(Dataset rows showing where objects appear)
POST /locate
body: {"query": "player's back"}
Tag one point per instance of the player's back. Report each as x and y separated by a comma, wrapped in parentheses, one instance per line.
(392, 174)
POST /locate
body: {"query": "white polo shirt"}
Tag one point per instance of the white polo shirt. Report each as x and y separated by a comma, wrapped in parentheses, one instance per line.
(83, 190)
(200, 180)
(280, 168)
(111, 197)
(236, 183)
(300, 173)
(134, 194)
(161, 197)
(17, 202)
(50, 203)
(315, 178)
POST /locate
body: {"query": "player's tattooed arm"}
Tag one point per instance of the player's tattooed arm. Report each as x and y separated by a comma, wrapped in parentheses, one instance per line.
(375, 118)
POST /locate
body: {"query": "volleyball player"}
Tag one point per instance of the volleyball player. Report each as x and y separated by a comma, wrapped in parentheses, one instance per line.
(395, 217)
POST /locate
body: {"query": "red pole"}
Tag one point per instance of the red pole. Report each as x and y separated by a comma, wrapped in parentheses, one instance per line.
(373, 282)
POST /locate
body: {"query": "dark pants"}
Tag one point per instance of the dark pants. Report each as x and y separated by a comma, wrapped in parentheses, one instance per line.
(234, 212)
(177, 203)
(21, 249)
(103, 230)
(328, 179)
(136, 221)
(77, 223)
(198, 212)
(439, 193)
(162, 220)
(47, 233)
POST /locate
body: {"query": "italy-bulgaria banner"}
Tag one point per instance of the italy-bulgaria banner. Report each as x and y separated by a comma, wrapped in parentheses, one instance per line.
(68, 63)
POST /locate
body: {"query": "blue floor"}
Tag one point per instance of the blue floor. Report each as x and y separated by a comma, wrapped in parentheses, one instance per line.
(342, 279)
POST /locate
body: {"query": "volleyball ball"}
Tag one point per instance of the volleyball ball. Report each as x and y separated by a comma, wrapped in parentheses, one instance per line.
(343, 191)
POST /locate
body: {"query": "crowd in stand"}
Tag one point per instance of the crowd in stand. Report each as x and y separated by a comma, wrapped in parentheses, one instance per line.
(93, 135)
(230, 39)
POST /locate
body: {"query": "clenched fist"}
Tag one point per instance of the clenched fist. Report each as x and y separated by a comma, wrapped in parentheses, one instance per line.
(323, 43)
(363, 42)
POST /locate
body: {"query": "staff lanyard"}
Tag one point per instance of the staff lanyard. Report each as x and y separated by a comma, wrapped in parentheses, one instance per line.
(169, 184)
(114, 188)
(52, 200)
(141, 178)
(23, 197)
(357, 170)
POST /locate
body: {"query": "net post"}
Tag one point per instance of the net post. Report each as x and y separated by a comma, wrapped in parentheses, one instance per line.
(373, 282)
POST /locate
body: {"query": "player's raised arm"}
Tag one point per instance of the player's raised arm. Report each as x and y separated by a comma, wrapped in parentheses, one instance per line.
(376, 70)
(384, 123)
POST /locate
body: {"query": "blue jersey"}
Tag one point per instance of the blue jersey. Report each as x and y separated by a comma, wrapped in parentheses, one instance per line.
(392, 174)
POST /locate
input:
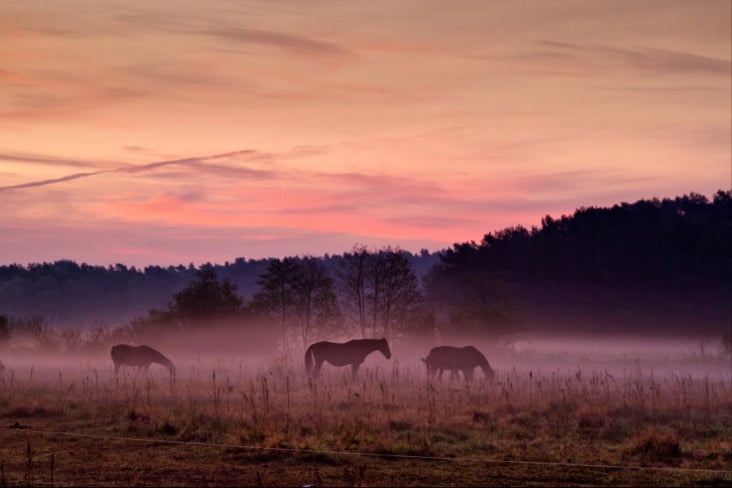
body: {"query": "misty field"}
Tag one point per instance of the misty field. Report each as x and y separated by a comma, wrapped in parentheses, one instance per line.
(552, 416)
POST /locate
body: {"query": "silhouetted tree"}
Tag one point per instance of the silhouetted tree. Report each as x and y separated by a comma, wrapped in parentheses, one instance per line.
(206, 298)
(352, 275)
(380, 289)
(277, 296)
(4, 329)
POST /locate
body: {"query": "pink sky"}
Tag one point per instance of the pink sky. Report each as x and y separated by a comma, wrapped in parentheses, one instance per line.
(177, 131)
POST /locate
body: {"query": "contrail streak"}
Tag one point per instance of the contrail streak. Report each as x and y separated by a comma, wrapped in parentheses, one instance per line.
(127, 169)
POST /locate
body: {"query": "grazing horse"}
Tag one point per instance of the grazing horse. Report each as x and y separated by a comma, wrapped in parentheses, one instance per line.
(140, 357)
(353, 352)
(456, 359)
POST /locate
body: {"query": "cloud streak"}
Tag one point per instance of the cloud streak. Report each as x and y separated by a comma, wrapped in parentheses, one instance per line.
(201, 162)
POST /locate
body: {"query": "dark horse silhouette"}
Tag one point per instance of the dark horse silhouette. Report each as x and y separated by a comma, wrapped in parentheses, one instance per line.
(340, 354)
(140, 357)
(456, 359)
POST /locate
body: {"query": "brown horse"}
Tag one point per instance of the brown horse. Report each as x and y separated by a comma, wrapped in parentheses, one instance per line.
(353, 352)
(140, 357)
(456, 359)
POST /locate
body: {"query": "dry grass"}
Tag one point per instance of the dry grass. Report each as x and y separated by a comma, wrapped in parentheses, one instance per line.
(630, 416)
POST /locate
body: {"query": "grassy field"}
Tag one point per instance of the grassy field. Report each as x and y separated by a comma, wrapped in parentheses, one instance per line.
(227, 421)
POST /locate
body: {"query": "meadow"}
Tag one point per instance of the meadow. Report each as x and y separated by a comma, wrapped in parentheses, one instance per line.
(552, 416)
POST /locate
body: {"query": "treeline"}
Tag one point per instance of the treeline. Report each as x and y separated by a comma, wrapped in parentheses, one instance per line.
(654, 265)
(661, 263)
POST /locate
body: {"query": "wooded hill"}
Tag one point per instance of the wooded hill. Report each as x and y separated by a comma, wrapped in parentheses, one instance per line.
(650, 266)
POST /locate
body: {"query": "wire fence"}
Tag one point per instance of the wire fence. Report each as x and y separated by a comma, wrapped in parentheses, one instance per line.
(415, 457)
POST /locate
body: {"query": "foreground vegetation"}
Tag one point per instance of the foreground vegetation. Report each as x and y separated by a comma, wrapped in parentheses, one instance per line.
(225, 421)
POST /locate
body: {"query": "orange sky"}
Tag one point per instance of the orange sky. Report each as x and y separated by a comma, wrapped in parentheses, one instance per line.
(190, 131)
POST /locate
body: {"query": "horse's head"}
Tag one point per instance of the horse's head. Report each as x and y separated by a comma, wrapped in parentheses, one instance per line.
(489, 372)
(384, 348)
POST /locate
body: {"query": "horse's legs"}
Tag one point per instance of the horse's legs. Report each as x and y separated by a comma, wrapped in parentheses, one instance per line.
(354, 371)
(316, 369)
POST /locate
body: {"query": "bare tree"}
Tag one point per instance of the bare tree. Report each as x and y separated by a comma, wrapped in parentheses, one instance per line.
(380, 289)
(316, 303)
(352, 276)
(276, 297)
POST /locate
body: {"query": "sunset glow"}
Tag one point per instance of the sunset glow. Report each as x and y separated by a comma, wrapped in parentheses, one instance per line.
(190, 131)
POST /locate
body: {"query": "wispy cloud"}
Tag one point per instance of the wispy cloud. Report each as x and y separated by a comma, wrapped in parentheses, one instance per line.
(290, 42)
(557, 57)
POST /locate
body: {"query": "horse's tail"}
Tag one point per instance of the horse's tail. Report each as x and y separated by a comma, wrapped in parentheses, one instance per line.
(309, 360)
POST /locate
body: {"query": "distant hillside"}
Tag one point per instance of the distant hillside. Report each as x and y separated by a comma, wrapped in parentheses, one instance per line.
(653, 265)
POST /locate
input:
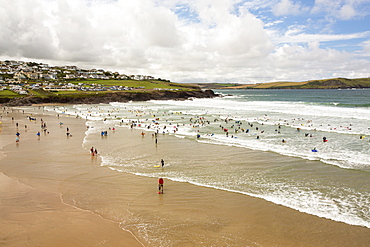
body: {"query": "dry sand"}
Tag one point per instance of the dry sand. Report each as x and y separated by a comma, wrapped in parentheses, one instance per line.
(35, 215)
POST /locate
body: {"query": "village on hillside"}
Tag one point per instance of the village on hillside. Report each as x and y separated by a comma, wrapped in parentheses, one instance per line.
(20, 76)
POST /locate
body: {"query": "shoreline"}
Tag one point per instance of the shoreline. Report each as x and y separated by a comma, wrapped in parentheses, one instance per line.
(210, 211)
(35, 214)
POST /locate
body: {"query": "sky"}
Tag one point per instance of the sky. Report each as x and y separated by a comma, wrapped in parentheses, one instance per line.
(235, 41)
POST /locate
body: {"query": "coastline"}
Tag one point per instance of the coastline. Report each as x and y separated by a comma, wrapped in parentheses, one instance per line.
(210, 212)
(97, 98)
(32, 210)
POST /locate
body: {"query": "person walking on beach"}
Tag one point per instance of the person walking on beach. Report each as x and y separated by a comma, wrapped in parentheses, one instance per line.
(160, 185)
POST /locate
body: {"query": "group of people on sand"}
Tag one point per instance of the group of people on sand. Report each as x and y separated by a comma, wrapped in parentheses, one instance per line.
(93, 151)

Written exercise: Count the lines of the listing above that contain the word "wire", and reply with the number alone.

Response to this exercise: 2